* Work instruction *
If any record holds an image, omit the image and print the rest exactly.
=== Given records ===
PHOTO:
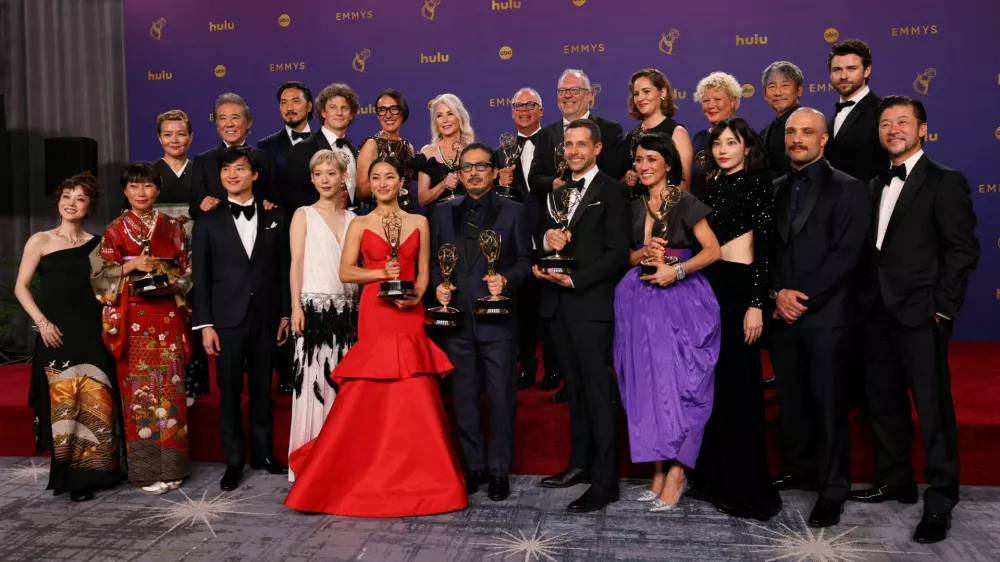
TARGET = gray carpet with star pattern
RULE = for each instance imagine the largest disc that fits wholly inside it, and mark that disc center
(199, 523)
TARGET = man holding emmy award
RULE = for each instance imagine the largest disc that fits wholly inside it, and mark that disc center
(588, 228)
(486, 239)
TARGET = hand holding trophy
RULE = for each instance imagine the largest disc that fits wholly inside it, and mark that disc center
(492, 305)
(392, 225)
(445, 315)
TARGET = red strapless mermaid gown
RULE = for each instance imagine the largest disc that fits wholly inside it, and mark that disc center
(385, 449)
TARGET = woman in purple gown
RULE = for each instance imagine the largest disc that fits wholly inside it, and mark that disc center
(666, 325)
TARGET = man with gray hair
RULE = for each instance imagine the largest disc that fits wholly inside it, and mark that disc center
(782, 82)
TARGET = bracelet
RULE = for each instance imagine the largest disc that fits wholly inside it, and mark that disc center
(679, 270)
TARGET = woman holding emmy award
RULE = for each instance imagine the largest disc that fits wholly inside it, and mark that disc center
(141, 275)
(324, 310)
(392, 111)
(74, 391)
(651, 102)
(385, 449)
(666, 324)
(451, 131)
(732, 470)
(719, 94)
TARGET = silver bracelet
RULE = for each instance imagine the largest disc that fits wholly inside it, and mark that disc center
(679, 270)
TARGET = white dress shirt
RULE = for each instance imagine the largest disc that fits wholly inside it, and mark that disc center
(352, 165)
(842, 116)
(890, 194)
(295, 141)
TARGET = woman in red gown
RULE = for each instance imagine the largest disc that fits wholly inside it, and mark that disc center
(385, 449)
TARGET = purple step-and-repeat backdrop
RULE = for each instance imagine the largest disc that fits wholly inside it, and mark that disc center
(183, 53)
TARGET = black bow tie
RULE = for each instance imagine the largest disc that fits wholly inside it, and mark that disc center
(843, 104)
(894, 172)
(246, 210)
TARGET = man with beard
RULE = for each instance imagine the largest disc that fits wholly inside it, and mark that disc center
(295, 106)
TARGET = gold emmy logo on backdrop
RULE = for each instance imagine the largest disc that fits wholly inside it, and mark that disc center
(429, 8)
(667, 41)
(923, 82)
(360, 59)
(224, 25)
(749, 41)
(914, 30)
(156, 30)
(436, 58)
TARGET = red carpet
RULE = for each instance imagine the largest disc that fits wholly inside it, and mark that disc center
(542, 432)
===
* Answer area *
PHOTO:
TARGET = gray carpet with star pattern
RULE = for each instance imagine the largest disc that fits wholly inside it, and mark that disc center
(199, 523)
TARGET = man holding emmy award
RULE = for each instance imagine the largest disc that fits wholly inside it, and mark that disc center
(588, 228)
(486, 239)
TARGET = hand holding trophy
RULE = for each instance imagine the largest disc that fits wholly inside it, and mark that disc center
(492, 305)
(392, 225)
(445, 315)
TARGET = red strapless mermaid gown
RULE = for each instance imagine the largest disc that fits wholly inside it, and mark that disc center
(385, 449)
TARGET = woman in purple gown
RULE = for each instance imagine the largest disc that fits wholly inside it, and mark that disc center
(666, 325)
TARGET = man with gray hair
RULE = for each instance imagine the largest disc that fits wholly inside it, and mark that disc center
(782, 82)
TARGET = bracelet
RULE = for each instance imagine the largest disc that fits wholly inside it, and mark that disc center
(679, 270)
TARGET = woman holding emmy award
RULE = for each instance imagine the largest disc that fits wholly inside it, and mark that disc center
(141, 275)
(324, 310)
(392, 111)
(74, 391)
(651, 102)
(385, 449)
(666, 324)
(451, 131)
(732, 470)
(719, 94)
TARGET = silver bracelet
RULE = for each instance imagine the largest disc that fits wholly inside it, and mark that disc center
(679, 270)
TARGET = white dress shirt
RULE = for each instance imagine the largest disc that fits wholly inside it, and mark that disc center
(352, 165)
(842, 116)
(890, 194)
(295, 141)
TARGET = woman in red gown
RULE = for each instance imagine the largest disc that fits wholly inside it, and mark that disc center
(385, 449)
TARGET = purple step-and-repeat backdrop
RULE = for each instance imagine the largest disc that fits wholly inside it, and mark that disc center
(183, 53)
TARGET = black bow tie
RULE = for each instance imagine the largest disc that fits wholly inside it, and mark that disc center
(843, 104)
(894, 172)
(246, 210)
TARGET = man with beard
RULE = for each instance imagine the largest disc that fits wholly inside it, and mark that disc center
(295, 106)
TARGET = gold emmy logo on backdrop
RULE = for each instance imagine the largest disc that fits wholly inside it, and mark that disc center
(429, 8)
(667, 41)
(923, 82)
(360, 59)
(224, 25)
(749, 41)
(914, 30)
(156, 30)
(436, 58)
TARGET = red carpet
RULE = for each instance imagine the largest disc that fits wholly inside it, and mark that disc center
(542, 432)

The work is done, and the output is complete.